**Check your understanding**:
(A) In the excerpt about a Las Vegas wedding, which chapel did the writer choose?
(B) List every place named in the excerpt about a Las Vegas wedding.
(C) Write the next part of the excerpt about a Las Vegas wedding, picking up after its last sentence.

But there are other reasons.
One, I just want to have fun. Yeah, I know traditional weddings can be lively, but have you been to Vegas?
Also, I’ve never really imagined getting married in my local village church back in the UK. Maybe when I was 20 that might have been lovely – and I’m not religious anyway.
I don’t have a massive family, either, so I’ve no great-great-aunts hanging out for an invite.
Plus, with myself and my partner living overseas, our friends are all over the place. So we’ve set a central-ish place in the world’s wedding hotspot.
We’ve invited around 20 lucky friends and family for the Big Day next year; we can’t really do impromptu like the celebs.
It’s what Vegas dubs a ‘micro wedding’, and apparently they’re the hottest thing post-pandemic.
And while I looked at the celeb-fave Little White Chapel, where Jennifer Lopez and Ben Affleck got hitched, I’ve chosen the retro-style Sure Thing chapel and splashed out on the priciest ceremony, at around $1300.

**Items listed in a dataset**:
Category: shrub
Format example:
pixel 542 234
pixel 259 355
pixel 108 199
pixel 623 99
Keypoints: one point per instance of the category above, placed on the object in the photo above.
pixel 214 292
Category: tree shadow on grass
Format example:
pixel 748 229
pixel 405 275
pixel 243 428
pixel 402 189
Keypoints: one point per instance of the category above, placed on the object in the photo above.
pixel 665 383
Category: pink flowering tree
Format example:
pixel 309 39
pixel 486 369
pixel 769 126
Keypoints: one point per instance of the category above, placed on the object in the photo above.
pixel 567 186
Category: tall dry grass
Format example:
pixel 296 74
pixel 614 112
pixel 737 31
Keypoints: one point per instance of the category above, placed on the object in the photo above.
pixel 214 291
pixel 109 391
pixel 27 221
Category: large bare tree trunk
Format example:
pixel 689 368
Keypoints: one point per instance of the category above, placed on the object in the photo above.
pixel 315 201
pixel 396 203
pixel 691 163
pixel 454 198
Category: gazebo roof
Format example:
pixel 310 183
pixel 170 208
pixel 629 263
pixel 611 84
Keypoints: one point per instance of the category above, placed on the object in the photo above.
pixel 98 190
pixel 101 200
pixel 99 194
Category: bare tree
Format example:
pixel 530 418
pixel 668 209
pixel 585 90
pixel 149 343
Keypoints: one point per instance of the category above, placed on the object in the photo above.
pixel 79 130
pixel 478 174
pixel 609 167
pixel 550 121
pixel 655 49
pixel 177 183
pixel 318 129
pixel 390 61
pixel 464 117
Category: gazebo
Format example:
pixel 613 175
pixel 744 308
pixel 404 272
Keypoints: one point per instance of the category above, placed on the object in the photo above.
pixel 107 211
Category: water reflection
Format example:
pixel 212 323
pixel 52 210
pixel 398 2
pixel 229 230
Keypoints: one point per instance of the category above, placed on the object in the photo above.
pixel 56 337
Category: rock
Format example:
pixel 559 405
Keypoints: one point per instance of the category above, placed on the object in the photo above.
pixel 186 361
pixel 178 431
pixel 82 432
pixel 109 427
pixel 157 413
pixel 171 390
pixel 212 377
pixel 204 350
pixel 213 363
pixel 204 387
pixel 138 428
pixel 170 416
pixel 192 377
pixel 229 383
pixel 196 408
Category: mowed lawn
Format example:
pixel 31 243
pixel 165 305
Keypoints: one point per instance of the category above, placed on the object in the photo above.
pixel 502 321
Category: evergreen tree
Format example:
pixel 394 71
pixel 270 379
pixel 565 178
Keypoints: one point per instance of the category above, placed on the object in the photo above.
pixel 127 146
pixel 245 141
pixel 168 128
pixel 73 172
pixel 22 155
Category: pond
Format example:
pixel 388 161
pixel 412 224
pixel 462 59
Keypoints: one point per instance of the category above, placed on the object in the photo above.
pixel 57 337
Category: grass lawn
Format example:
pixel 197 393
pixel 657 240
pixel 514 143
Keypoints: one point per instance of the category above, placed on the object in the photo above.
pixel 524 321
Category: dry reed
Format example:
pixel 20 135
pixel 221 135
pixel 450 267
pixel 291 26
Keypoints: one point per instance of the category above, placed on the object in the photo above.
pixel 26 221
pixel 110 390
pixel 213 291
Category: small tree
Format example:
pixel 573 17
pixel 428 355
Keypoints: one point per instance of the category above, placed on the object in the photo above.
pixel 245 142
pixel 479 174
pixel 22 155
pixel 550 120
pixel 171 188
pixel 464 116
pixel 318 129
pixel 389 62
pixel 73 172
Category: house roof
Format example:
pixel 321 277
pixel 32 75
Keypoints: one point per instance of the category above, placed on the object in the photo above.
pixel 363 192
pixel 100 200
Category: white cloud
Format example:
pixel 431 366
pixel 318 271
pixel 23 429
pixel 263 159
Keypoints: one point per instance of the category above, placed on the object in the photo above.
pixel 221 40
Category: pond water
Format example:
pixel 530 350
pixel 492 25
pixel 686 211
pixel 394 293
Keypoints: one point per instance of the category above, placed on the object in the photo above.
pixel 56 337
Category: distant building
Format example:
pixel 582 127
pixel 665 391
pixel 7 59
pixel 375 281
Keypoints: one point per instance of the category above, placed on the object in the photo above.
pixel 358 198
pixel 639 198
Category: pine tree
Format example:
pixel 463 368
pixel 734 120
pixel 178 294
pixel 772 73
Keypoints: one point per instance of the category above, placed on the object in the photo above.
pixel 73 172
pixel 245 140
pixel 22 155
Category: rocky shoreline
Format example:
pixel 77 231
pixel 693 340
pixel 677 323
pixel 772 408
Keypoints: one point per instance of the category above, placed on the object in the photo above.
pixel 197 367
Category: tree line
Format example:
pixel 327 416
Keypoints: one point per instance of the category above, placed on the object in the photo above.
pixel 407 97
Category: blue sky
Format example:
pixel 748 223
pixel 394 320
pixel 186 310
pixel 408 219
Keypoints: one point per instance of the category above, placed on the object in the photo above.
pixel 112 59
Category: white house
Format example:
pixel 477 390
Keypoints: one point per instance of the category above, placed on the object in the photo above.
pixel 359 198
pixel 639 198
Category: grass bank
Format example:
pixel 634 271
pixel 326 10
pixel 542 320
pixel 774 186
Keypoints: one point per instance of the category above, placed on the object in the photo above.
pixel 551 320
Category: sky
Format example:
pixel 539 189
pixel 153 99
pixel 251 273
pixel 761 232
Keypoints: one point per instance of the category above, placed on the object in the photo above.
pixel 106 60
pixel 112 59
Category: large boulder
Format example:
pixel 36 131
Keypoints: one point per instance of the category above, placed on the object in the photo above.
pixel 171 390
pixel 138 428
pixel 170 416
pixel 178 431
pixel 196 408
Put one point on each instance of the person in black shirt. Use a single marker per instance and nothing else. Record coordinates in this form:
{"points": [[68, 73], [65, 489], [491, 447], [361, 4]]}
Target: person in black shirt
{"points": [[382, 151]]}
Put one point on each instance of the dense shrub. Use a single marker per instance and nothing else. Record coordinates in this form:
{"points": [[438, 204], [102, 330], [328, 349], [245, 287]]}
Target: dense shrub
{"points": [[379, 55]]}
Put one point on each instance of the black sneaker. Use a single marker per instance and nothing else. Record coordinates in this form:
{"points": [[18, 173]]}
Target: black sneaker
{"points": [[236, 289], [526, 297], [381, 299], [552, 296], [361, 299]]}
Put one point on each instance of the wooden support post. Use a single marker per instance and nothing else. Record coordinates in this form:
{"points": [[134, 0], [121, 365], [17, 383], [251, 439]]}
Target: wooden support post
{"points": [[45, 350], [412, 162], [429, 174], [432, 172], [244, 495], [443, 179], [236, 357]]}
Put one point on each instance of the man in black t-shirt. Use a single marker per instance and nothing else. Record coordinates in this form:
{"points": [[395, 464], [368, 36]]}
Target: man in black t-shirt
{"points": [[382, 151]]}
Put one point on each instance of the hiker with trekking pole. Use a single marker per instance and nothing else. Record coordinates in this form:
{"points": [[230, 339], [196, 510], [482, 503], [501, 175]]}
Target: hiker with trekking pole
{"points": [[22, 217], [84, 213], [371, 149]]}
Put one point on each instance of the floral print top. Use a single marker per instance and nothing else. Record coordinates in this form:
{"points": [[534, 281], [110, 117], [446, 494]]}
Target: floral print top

**Results of the exercise**:
(A) The retro-style Sure Thing chapel.

(B) Vegas, the UK, Little White Chapel, Sure Thing chapel

(C)
I’ve booked Elvis too. A female Elvis. (To be clear, an Elvis wedding doesn’t mean YOU dress up as Elvis. Two of my friends asked me if I was ‘going as Priscilla’… err, no.)
Other options I perused include tying the knot in the Red Rock desert, on a desolate dry lake bed, or even at a ghost town.
A rescue animal farm was a favourite for a while, until we realised we sadly couldn’t guarantee the donkeys would be keen to pose in our snaps.
I have also arranged a super cool photographer to take shots around the funky downtown area.
I’ve never dreamed of wearing a white frock a la Muriel’s Wedding. I’d rather buy myself a cool designer dress – which might be white, but might not be – I’ll be able to wear again, because I hate wasting things.
And I am even working on getting a horse involved in the ceremony (I’m a lifelong rider)… because in Vegas, anything is possible.
We don’t want presents, either. The folk who are able to come will be spending enough, though we might ask people to donate to an animal charity if they want to.
And after the 30-minute ceremony is done, we’ll take everybody for a nice dinner on The Strip, which, if it’s anything like the other times I’ve visited, is a real buzz.
My partner is, however, insisting his fave Ed Sheeran will be our walking down the aisle music at the chapel. Because some wedding traditions you sadly just can’t avoid.